→ **Provided entries**:
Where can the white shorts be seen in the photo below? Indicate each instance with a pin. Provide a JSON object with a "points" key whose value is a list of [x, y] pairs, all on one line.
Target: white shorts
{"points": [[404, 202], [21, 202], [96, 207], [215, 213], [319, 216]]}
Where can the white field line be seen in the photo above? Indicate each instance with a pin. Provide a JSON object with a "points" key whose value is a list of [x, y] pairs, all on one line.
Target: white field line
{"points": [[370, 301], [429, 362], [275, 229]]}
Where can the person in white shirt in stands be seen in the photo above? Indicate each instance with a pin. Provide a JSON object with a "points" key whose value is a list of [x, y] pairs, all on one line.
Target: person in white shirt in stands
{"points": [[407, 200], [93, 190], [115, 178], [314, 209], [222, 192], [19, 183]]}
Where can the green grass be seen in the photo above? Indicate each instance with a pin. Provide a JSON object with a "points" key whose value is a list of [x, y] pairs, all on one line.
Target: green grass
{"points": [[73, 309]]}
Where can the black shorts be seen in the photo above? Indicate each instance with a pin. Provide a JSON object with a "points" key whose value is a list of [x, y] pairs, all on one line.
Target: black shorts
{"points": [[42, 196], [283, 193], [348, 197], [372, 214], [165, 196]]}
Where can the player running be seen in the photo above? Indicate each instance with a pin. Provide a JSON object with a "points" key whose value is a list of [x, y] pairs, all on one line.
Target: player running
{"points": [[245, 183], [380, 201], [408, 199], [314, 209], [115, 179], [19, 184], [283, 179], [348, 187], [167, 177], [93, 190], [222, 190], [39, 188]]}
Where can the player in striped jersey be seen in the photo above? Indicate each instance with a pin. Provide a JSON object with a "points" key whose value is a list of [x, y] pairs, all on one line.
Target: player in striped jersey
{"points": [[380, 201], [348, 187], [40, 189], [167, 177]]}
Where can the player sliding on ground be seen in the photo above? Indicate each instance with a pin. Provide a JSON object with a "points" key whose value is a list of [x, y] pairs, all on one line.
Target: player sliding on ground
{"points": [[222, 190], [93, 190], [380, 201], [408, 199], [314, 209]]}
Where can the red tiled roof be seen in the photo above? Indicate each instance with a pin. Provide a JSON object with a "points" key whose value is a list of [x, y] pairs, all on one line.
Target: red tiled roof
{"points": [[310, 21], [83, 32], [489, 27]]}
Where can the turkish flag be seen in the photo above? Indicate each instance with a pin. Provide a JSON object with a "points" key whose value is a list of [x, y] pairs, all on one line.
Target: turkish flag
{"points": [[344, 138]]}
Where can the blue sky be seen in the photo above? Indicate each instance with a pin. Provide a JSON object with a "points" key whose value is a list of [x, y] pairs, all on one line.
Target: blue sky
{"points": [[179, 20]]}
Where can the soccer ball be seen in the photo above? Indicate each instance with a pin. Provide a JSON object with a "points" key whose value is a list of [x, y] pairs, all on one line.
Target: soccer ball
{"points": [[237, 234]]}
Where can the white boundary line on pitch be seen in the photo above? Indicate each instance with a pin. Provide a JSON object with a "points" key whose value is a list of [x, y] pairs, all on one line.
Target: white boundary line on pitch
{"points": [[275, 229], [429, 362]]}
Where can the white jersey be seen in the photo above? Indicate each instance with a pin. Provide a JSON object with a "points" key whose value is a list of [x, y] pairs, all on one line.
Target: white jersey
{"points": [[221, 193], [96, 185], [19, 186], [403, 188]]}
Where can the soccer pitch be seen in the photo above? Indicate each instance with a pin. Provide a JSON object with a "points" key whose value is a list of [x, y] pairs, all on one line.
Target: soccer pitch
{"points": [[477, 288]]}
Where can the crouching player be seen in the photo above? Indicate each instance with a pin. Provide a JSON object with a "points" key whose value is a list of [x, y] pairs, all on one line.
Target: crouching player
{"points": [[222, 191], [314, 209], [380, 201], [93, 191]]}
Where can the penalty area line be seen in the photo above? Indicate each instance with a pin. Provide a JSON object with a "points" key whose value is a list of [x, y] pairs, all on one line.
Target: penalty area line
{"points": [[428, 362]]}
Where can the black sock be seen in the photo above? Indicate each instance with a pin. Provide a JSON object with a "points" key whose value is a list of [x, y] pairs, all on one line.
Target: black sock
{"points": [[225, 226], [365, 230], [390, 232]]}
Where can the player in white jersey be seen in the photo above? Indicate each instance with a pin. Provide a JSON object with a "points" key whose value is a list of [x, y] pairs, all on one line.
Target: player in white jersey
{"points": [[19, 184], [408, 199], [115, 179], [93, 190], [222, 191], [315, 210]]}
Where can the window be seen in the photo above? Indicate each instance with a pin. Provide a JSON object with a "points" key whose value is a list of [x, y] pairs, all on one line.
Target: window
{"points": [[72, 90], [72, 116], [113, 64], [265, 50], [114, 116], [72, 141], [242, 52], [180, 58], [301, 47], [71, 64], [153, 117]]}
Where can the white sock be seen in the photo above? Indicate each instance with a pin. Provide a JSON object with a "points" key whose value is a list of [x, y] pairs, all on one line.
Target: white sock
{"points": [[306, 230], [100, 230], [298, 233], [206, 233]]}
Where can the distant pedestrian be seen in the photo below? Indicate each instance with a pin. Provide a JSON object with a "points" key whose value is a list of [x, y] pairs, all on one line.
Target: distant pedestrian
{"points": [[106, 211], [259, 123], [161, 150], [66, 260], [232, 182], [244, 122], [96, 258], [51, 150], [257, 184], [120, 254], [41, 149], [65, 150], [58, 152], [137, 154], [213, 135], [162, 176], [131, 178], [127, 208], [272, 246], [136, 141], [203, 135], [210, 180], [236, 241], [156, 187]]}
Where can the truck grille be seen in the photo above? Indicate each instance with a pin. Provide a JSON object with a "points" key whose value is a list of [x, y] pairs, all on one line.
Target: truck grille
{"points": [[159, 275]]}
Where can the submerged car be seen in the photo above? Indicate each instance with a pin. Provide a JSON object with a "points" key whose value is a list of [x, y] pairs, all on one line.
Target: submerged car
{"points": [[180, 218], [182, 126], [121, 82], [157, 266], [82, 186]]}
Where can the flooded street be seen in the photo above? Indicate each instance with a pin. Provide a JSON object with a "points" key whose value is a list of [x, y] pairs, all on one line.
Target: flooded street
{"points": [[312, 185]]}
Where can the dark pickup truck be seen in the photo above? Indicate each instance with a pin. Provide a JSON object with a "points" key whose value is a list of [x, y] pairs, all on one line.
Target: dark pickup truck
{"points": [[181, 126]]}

→ **What is being asked**: Return the lines from the line with "Where can the player in white" to the line with "Target: player in white jersey", both included, copied character for character.

→ **Result of the exercise**:
Where can the player in white jersey be seen in the photo above? Indicate each instance with a pin. Provide a JSON object with a "points" key whose value is a list of [x, y] pairs, all on one line.
Target: player in white jersey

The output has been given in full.